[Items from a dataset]

──────────────────────────────

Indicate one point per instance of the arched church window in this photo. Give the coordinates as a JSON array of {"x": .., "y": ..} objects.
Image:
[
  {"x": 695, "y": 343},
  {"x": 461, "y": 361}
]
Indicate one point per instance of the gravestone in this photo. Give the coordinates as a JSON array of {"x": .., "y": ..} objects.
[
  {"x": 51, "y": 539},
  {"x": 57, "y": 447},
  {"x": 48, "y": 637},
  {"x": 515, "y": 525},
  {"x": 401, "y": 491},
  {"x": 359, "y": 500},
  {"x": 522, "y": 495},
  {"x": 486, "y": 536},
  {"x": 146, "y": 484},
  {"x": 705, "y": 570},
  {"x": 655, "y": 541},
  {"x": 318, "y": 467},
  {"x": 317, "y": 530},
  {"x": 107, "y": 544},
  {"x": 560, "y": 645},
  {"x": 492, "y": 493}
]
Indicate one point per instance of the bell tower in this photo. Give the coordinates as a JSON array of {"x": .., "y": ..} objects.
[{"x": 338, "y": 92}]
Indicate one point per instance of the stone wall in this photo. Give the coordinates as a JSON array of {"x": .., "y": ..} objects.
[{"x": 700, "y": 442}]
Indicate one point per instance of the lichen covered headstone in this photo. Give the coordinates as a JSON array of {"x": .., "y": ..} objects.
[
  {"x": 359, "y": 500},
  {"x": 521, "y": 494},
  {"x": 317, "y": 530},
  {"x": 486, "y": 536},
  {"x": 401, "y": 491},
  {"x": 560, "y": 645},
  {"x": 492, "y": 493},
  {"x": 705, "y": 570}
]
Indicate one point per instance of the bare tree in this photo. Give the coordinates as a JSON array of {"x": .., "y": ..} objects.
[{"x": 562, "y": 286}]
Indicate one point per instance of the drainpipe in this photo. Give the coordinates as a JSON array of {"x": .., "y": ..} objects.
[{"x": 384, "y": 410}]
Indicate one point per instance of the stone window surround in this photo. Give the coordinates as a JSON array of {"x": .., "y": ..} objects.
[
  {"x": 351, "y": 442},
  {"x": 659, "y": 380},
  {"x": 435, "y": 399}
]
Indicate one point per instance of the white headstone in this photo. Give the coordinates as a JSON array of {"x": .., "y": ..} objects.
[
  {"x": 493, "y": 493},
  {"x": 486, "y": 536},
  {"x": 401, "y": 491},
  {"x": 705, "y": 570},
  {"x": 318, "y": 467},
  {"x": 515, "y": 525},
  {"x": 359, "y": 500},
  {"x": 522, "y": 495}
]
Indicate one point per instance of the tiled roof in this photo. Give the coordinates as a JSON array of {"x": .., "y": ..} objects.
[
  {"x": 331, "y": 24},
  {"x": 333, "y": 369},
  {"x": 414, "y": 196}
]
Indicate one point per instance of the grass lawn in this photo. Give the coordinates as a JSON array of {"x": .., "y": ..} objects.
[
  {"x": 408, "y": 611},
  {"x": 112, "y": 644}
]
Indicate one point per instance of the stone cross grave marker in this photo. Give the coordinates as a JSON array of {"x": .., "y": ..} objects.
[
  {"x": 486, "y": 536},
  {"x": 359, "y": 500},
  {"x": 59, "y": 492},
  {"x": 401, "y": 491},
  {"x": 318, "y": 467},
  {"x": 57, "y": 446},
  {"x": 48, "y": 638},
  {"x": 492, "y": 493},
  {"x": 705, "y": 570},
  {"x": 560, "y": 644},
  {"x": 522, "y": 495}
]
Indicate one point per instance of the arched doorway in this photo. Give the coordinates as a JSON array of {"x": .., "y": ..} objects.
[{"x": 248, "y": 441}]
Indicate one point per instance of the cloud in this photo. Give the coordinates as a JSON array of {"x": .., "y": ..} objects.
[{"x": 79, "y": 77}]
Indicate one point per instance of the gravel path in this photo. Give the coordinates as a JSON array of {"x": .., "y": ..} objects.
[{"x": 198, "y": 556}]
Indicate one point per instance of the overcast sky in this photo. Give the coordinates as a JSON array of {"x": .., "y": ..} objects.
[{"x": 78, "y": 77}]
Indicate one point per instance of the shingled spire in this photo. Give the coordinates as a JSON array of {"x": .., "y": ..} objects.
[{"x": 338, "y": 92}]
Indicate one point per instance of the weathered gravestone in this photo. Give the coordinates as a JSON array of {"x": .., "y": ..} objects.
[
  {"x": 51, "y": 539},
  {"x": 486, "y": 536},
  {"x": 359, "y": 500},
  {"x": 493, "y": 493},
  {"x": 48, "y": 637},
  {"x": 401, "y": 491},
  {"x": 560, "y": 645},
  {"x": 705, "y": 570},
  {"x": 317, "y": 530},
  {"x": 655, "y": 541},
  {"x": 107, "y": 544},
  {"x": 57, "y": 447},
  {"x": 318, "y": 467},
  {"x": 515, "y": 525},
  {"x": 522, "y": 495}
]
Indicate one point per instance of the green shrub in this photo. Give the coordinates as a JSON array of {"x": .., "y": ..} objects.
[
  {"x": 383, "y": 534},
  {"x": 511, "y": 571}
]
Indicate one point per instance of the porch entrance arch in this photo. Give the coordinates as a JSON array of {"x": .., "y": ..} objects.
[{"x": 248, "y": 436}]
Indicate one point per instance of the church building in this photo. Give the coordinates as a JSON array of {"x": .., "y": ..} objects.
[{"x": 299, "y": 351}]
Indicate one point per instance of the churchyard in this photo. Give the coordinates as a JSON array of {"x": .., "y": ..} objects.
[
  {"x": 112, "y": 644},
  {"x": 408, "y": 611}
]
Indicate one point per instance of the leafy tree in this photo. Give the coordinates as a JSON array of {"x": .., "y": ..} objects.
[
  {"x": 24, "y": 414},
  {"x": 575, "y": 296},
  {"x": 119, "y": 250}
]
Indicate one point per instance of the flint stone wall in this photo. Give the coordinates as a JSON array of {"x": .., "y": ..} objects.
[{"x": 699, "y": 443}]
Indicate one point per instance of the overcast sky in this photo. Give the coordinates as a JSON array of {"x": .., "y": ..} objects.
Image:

──────────────────────────────

Transcribe every record. Match each line exactly.

_WRITTEN RESPONSE_
Indicate one point per instance of the arched church window in this photo. Give the coordinates as a JSON array of {"x": .., "y": ..} objects.
Image:
[
  {"x": 695, "y": 343},
  {"x": 461, "y": 361}
]
Indicate one point per instance of the gravestone in this photo. Give the coordinates as a JSON array of {"x": .., "y": ..} objects.
[
  {"x": 51, "y": 539},
  {"x": 57, "y": 447},
  {"x": 48, "y": 637},
  {"x": 515, "y": 525},
  {"x": 401, "y": 491},
  {"x": 359, "y": 500},
  {"x": 522, "y": 495},
  {"x": 486, "y": 536},
  {"x": 146, "y": 484},
  {"x": 705, "y": 570},
  {"x": 655, "y": 541},
  {"x": 318, "y": 467},
  {"x": 317, "y": 530},
  {"x": 107, "y": 544},
  {"x": 560, "y": 645},
  {"x": 492, "y": 493}
]
Indicate one point per instance of the bell tower in this photo. Give the coordinates as a JSON array of {"x": .., "y": ..} objects.
[{"x": 338, "y": 92}]
Indicate one point per instance of the stone wall in this photo. Give the coordinates as a JSON array of {"x": .., "y": ..} objects.
[{"x": 700, "y": 442}]
Indicate one point per instance of the lichen covered headstone in this photo. Give the coordinates as a JSON array of {"x": .., "y": ..} objects.
[
  {"x": 359, "y": 500},
  {"x": 521, "y": 494},
  {"x": 317, "y": 530},
  {"x": 486, "y": 536},
  {"x": 401, "y": 491},
  {"x": 560, "y": 645},
  {"x": 492, "y": 493},
  {"x": 705, "y": 570}
]
Indicate one point per instance of the bare tree in this photo. Give the coordinates as a JSON array of {"x": .., "y": ..} objects.
[{"x": 562, "y": 286}]
Indicate one point per instance of the drainpipe in this photo. Give the coordinates as a JSON array of {"x": .., "y": ..} objects.
[{"x": 384, "y": 410}]
Indicate one point per instance of the stone window surround in this photo. Give the coordinates as a JSON array of {"x": .., "y": ..} objects.
[
  {"x": 351, "y": 442},
  {"x": 659, "y": 380},
  {"x": 435, "y": 399}
]
Indicate one point per instance of the white headstone in this photo. Give the coordinates as a JSON array of {"x": .., "y": ..} objects.
[
  {"x": 493, "y": 493},
  {"x": 486, "y": 536},
  {"x": 401, "y": 491},
  {"x": 705, "y": 570},
  {"x": 318, "y": 467},
  {"x": 515, "y": 525},
  {"x": 359, "y": 500},
  {"x": 522, "y": 495}
]
Indicate one point per instance of the tiled roof in this photo. Give the coordinates as a JSON array of {"x": .., "y": ..} objects.
[
  {"x": 331, "y": 24},
  {"x": 333, "y": 369},
  {"x": 414, "y": 196}
]
Indicate one point per instance of the grass lawn in this photo. Give the coordinates as a JSON array of {"x": .., "y": ..} objects.
[
  {"x": 408, "y": 611},
  {"x": 112, "y": 644}
]
Indicate one point per instance of the stone cross grave marker in this photo. Give the coordinates as a JSON array of {"x": .., "y": ..} objects.
[
  {"x": 486, "y": 536},
  {"x": 359, "y": 500},
  {"x": 59, "y": 492},
  {"x": 401, "y": 491},
  {"x": 318, "y": 467},
  {"x": 57, "y": 446},
  {"x": 48, "y": 638},
  {"x": 492, "y": 493},
  {"x": 705, "y": 570},
  {"x": 560, "y": 644},
  {"x": 522, "y": 495}
]
Indicate one point per instance of the arched doorway in this photo. Give the coordinates as a JSON array of {"x": .., "y": ..} objects.
[{"x": 248, "y": 441}]
Indicate one point per instance of the cloud in this photo. Give the coordinates as a JSON array of {"x": .., "y": ..} objects.
[{"x": 79, "y": 77}]
Indicate one point per instance of the gravel path in this photo. Give the coordinates as a JSON array of {"x": .., "y": ..} objects.
[{"x": 198, "y": 556}]
Indicate one point per instance of the overcast sky in this photo. Give the coordinates as a JSON array of {"x": .., "y": ..} objects.
[{"x": 78, "y": 77}]
Indicate one point per instance of the shingled spire in this photo. Give the coordinates as a JSON array of {"x": .., "y": ..} objects.
[{"x": 338, "y": 92}]
Indicate one point per instance of the weathered gravestone in this photo. Give the coordinates as a JSON array of {"x": .., "y": ..} objects.
[
  {"x": 51, "y": 539},
  {"x": 486, "y": 536},
  {"x": 359, "y": 500},
  {"x": 493, "y": 493},
  {"x": 48, "y": 637},
  {"x": 401, "y": 491},
  {"x": 560, "y": 645},
  {"x": 705, "y": 570},
  {"x": 317, "y": 530},
  {"x": 655, "y": 541},
  {"x": 107, "y": 544},
  {"x": 57, "y": 447},
  {"x": 318, "y": 467},
  {"x": 515, "y": 525},
  {"x": 522, "y": 495}
]
Indicate one point per instance of the green shrub in this photo. Give the coordinates as a JSON array of {"x": .., "y": ..} objects.
[
  {"x": 383, "y": 534},
  {"x": 511, "y": 571}
]
Indicate one point per instance of the porch entrance arch in this photo. Give the coordinates as a JSON array of {"x": .., "y": ..} objects.
[{"x": 248, "y": 436}]
Indicate one point per instance of the church building in this photo. Give the coordinates as a JSON array of {"x": .., "y": ..} objects.
[{"x": 299, "y": 351}]
Indicate one point per instance of the churchyard in this photo. Give the coordinates as a JSON array of {"x": .., "y": ..} objects.
[
  {"x": 112, "y": 644},
  {"x": 408, "y": 611}
]
Indicate one point per instance of the leafy tree in this photo. Give the coordinates as a JSON array of {"x": .., "y": ..} objects.
[
  {"x": 24, "y": 414},
  {"x": 575, "y": 296},
  {"x": 119, "y": 250}
]
Indicate one point per instance of the flint stone wall in this photo. Give the coordinates as a JSON array of {"x": .., "y": ..} objects.
[{"x": 699, "y": 443}]
Indicate one point per instance of the overcast sky in this photo. Give the coordinates as a JSON array of {"x": .., "y": ..} objects.
Image:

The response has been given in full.